#### EXTRACT PROVIDED:

════════

One in almost every five hotels signed in 2020 was a converted hotel: In India, hotel conversions had seen a consistent increase, nearly doubling from 33 conversions in 2016 to 65 in 2019. However, the conversions plummeted to just 29 hotels in 2020 under the impact of the COVID-19 pandemic. International hotel chains came at par with domestic chains in terms of converted hotel rooms, stacking at 50:50, showing increased flexibility to sign smaller sized hotels. There were no portfolio conversion deals concluded in the year. The erratic uncertainty in the market made the existing or committed hotel owners to adopt a further cautious approach than take any conclusive investment decisions in the year. With the gradual return in demand over the year or so, the hotel signings are expected to bounce back with some portfolio conversion deals as well.
Traction spreads to Tier II and Tier III cities: In line with a growing trend over the previous years, tier-III cities have seen the maximum number of brand signings. The average keys signed per hotel are 137, 97 and 79 in tier I, II and III cities respectively. In terms of the geographical preference in the 2020 signings among the domestic and the international operators, the ratio is 48:52, 43:57, 61:39 inventory volume-wise.
Hotel Investment Outlook
Hotel investment volume in 2020 witnessed a 60% global decline in comparison to 2019 due to the Covid-19 pandemic. The near zero cash flow environment made asset valuations very challenging also resulting in difficulty of obtaining debt financing. As a result, acquisitions were largely on hold in 2020. Hotel investment volume in India reached a record high in 2019 registering investment sales of USD 762 million.
Hotel Investment Sales Volumes in India
*Exchange rate – INR to USD estimated 2020
Investment activity has been on a pause since March 2020 post the nationwide lockdown. As the country gradually opened up with the unlock measures in phases since June 2020, the sentiment for evaluating hotel assets gained a little traction. The preference for assets in leisure markets increased given the strong recovery of leisure travel across the country since the third quarter of 2020. Investors were also keen on evaluating distressed opportunities in key markets, given last years' decline in corporate travel and its slow and steady recovery has impacted operational cash flows.
2021: Opportunistic optimism
Given the month on month increase in hotel room demand, there are emerging signs of investors evaluating hotel assets in the country, however valuations are at a discount to pre-Covid levels keeping in mind a slower demand and rate revival, especially for cities that are dependent on corporate and MICE segment and reduced profitability levels for the next 2-3 years. Investors are mostly inclined to evaluate operational assets in key markets rather than greenfield or brownfield developments.
A few developers with strong balance sheets are also actively evaluating hotel deals. This trend has also been witnessed on a global level, where private equity firms and institutional investors have large pools of opportunistic capital to deploy for funding or acquiring quality assets in major cities which may become available for the reasons highlighted earlier.
Looking ahead in 2021, we expect that the current COVID-19 pandemic will continue to have some impact on both commercial and leisure hotel markets across the country, however we expect leisure markets will lead the overall recovery with pent up domestic demand. Business travel which has always formed the lion’s share of the market will continue to see a rather muted recovery.

════════

#### PROBLEM SET:
A. According to the hotel report, how many hotel conversions took place in India in 2020?
B. Write out the passage of the hotel report starting at "One in almost" and ending at "deals as well.".
The records are separate from the hotel report.

════════

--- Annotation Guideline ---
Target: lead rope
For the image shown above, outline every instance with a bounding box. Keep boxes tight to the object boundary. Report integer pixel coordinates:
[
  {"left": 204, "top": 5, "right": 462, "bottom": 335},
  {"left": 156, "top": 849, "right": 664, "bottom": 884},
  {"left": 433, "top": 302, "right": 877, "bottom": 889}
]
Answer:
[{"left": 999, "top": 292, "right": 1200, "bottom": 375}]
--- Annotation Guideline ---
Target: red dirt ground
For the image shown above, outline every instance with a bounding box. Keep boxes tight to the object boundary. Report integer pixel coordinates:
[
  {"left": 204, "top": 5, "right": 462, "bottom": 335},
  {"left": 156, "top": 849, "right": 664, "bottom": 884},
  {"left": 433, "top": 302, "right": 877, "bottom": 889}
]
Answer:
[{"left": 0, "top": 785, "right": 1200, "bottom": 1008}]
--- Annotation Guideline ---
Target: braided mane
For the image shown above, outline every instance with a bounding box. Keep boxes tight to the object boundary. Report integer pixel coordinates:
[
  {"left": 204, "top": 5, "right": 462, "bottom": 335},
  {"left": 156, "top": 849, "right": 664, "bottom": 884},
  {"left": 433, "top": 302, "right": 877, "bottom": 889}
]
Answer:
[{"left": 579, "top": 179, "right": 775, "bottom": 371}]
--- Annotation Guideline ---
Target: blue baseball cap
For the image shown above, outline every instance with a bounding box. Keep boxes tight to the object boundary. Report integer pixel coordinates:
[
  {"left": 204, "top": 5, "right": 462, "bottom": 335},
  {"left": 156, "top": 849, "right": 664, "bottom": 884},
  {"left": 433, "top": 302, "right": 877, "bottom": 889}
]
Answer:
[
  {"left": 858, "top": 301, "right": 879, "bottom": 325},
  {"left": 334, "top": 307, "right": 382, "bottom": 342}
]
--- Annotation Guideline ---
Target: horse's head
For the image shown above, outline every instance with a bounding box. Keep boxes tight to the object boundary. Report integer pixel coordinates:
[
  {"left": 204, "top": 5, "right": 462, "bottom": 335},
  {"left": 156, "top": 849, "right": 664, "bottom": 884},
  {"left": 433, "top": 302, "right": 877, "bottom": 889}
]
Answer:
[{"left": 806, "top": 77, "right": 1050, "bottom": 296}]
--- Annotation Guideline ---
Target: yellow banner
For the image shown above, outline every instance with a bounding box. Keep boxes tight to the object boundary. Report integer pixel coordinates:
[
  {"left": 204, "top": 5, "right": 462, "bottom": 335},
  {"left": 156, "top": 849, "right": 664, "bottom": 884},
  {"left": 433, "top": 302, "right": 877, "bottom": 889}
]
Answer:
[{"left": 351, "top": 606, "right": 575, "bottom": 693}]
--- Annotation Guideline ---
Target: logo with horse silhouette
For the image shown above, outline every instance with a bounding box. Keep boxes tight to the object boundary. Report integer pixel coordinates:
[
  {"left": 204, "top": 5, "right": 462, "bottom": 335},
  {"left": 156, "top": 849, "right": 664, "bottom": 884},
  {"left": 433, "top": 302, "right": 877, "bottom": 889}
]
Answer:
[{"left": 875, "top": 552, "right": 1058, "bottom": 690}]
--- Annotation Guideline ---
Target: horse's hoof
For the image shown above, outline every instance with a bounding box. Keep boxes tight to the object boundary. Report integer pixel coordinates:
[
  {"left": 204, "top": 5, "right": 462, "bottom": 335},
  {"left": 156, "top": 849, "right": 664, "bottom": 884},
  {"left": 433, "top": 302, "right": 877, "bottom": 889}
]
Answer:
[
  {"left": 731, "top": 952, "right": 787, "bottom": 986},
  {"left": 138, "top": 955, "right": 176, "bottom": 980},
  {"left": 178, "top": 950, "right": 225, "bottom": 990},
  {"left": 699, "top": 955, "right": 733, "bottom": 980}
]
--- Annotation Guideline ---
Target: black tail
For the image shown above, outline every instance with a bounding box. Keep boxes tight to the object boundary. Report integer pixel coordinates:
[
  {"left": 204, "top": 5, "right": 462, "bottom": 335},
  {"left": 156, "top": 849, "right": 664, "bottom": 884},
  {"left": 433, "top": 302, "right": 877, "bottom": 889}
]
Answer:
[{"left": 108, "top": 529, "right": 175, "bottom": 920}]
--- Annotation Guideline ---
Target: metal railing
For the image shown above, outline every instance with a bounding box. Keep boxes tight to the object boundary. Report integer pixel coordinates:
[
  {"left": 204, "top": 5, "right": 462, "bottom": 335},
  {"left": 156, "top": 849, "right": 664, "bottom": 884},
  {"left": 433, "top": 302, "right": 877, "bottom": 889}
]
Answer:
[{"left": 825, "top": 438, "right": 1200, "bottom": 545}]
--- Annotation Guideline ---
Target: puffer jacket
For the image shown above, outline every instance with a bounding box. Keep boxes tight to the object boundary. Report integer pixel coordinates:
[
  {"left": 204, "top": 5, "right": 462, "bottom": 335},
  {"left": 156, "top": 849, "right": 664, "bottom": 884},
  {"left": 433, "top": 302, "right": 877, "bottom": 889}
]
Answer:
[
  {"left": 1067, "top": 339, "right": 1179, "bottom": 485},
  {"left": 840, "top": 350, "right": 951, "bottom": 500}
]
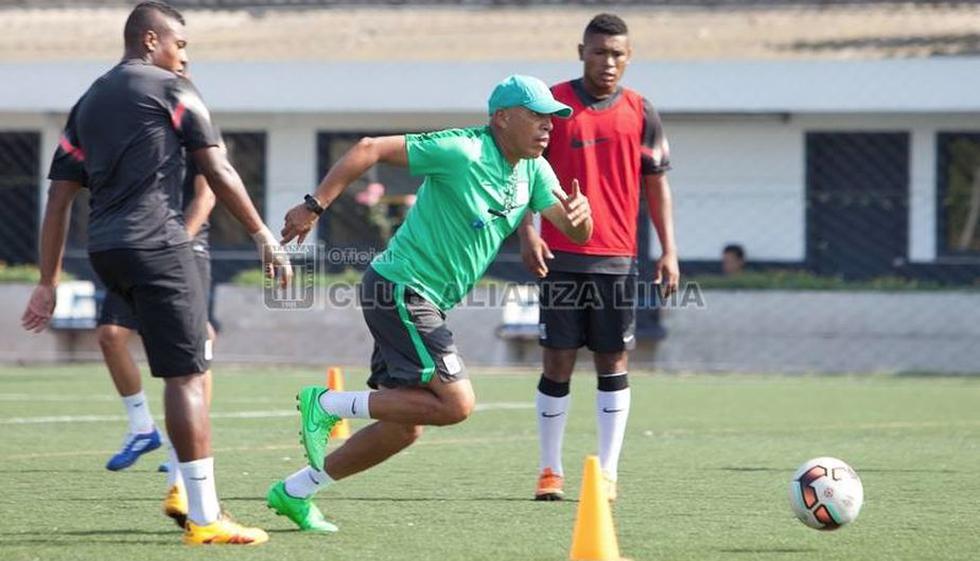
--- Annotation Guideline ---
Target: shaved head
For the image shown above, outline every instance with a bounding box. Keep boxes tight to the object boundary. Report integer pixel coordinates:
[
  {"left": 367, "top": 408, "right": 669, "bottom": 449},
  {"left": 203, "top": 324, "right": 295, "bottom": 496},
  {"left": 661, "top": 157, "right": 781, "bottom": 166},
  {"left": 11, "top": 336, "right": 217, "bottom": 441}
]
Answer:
[{"left": 123, "top": 2, "right": 184, "bottom": 51}]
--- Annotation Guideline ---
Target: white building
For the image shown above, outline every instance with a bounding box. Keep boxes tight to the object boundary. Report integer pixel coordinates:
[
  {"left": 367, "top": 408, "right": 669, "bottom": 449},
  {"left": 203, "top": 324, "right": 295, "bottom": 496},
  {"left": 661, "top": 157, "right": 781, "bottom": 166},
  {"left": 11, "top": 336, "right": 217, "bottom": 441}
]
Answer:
[{"left": 0, "top": 58, "right": 980, "bottom": 277}]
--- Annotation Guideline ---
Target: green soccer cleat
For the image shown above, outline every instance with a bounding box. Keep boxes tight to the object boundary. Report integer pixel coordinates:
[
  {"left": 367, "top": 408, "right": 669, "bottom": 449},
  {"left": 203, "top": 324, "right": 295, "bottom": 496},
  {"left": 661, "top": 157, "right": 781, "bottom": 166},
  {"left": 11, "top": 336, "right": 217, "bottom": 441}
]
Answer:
[
  {"left": 296, "top": 386, "right": 340, "bottom": 471},
  {"left": 265, "top": 480, "right": 337, "bottom": 532}
]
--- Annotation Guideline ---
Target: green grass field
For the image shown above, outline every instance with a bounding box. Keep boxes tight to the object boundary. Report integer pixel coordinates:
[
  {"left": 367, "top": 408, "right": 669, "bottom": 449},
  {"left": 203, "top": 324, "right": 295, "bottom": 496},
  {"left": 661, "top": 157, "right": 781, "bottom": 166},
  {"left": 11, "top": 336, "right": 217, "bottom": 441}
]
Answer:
[{"left": 0, "top": 365, "right": 980, "bottom": 561}]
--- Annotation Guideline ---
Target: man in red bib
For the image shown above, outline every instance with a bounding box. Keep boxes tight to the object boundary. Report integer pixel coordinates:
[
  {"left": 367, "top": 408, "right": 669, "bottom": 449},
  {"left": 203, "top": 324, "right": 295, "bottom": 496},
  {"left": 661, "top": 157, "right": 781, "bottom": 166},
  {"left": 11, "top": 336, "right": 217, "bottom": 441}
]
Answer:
[{"left": 518, "top": 14, "right": 680, "bottom": 500}]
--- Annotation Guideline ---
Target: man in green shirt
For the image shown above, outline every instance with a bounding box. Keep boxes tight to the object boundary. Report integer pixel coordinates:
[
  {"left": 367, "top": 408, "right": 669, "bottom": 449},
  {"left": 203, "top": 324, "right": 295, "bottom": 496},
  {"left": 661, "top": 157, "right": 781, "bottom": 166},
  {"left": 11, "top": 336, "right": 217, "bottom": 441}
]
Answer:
[{"left": 267, "top": 76, "right": 592, "bottom": 532}]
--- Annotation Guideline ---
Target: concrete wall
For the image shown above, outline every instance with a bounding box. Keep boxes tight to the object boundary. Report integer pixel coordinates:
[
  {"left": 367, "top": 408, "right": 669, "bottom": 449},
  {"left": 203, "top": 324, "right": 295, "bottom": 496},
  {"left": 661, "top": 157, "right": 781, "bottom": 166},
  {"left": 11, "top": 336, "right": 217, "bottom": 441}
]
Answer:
[{"left": 0, "top": 285, "right": 980, "bottom": 373}]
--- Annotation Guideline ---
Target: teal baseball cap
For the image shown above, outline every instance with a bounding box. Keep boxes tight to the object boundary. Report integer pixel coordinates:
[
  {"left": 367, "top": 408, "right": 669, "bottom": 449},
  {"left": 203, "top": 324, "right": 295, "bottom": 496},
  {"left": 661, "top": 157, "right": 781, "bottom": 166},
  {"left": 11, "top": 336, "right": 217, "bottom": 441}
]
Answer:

════════

#### ANSWERS TO EACH TASK:
A. 29

B.
One in almost every five hotels signed in 2020 was a converted hotel: In India, hotel conversions had seen a consistent increase, nearly doubling from 33 conversions in 2016 to 65 in 2019. However, the conversions plummeted to just 29 hotels in 2020 under the impact of the COVID-19 pandemic. International hotel chains came at par with domestic chains in terms of converted hotel rooms, stacking at 50:50, showing increased flexibility to sign smaller sized hotels. There were no portfolio conversion deals concluded in the year. The erratic uncertainty in the market made the existing or committed hotel owners to adopt a further cautious approach than take any conclusive investment decisions in the year. With the gradual return in demand over the year or so, the hotel signings are expected to bounce back with some portfolio conversion deals as well.